-- WHAT IS EXPECTED --
Count the lines in the records below that contain the string "black", matching case exactly, and give only the number.

-- WORKING DATA --
____
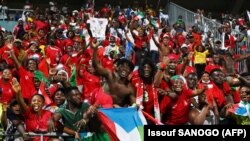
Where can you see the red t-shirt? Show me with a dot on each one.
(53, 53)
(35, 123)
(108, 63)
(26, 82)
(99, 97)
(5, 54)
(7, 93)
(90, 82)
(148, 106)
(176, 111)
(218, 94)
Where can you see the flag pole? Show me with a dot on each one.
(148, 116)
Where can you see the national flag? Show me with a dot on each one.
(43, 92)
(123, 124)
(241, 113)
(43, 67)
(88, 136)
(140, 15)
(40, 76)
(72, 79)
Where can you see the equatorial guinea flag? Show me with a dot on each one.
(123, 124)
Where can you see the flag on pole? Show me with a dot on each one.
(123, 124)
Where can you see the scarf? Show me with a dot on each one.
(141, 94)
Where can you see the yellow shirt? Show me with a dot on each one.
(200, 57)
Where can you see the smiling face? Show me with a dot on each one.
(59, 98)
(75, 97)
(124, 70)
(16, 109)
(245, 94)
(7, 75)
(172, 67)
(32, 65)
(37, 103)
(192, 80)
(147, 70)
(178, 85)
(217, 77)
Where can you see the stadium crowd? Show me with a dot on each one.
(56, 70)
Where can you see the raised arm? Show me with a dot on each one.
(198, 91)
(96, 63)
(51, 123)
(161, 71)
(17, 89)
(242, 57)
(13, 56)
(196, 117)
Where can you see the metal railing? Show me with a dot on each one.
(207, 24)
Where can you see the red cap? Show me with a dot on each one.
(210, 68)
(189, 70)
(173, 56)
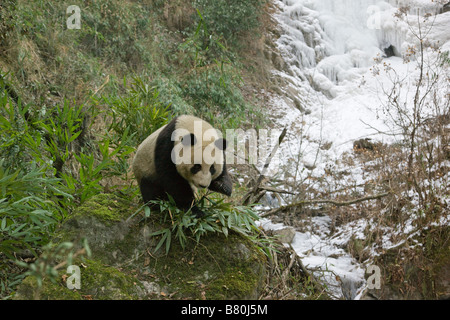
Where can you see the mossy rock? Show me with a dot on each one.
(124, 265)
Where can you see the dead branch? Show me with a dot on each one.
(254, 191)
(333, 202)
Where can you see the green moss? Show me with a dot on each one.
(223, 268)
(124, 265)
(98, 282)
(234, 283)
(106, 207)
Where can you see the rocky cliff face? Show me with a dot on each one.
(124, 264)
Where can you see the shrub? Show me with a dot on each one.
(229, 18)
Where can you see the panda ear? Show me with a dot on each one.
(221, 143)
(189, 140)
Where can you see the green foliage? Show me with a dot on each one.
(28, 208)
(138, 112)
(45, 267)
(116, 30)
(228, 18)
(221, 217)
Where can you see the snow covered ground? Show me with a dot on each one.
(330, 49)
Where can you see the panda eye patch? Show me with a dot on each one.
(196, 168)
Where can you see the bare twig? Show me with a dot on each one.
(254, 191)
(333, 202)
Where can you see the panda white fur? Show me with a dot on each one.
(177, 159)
____
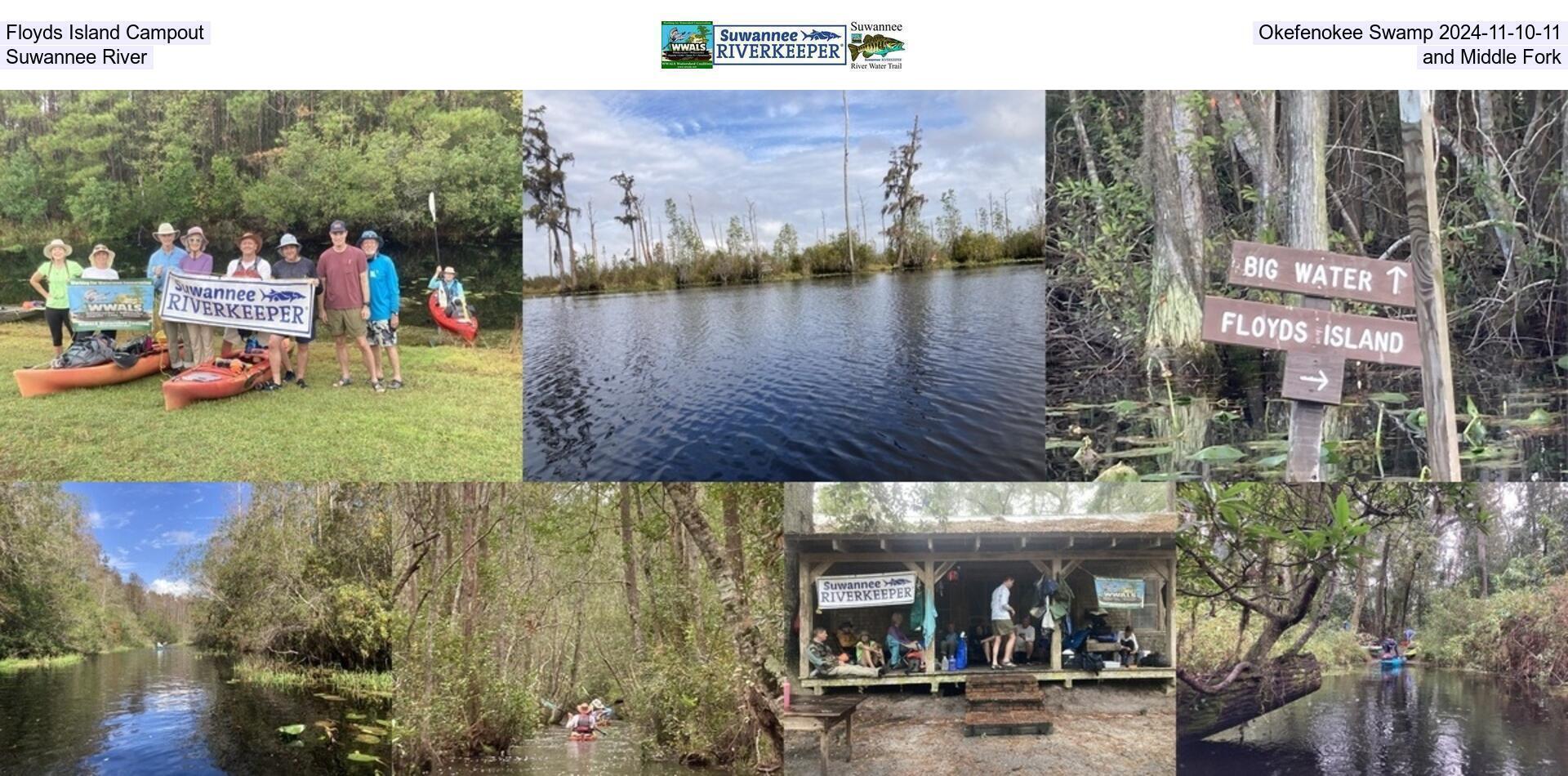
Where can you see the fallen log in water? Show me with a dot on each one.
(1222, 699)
____
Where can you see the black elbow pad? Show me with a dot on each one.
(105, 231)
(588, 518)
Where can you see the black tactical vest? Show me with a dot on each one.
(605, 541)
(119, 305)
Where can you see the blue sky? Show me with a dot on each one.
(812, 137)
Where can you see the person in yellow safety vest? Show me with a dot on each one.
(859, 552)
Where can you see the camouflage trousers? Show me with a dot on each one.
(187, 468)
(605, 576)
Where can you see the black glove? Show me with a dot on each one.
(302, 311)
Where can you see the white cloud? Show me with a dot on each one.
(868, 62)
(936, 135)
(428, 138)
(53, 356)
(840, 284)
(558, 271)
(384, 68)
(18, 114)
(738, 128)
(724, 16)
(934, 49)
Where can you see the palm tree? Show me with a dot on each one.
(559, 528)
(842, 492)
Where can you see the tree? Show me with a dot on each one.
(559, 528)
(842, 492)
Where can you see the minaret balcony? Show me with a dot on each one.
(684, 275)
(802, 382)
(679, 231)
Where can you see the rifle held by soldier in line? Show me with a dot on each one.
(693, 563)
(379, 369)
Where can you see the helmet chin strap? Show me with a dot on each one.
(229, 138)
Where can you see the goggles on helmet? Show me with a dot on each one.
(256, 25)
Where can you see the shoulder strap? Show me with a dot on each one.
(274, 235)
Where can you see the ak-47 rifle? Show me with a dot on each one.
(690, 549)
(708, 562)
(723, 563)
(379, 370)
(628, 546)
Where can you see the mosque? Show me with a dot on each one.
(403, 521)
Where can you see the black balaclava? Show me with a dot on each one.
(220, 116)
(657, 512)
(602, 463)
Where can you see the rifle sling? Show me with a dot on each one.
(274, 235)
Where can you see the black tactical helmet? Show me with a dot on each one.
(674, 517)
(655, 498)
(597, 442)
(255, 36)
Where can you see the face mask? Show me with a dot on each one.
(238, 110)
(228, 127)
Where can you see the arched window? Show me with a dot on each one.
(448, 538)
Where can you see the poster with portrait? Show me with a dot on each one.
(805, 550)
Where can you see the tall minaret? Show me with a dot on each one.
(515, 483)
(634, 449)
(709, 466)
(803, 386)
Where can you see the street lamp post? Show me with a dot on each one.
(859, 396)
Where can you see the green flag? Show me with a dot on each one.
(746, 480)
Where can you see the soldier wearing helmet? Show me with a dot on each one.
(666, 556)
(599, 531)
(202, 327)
____
-- TASK RESPONSE --
5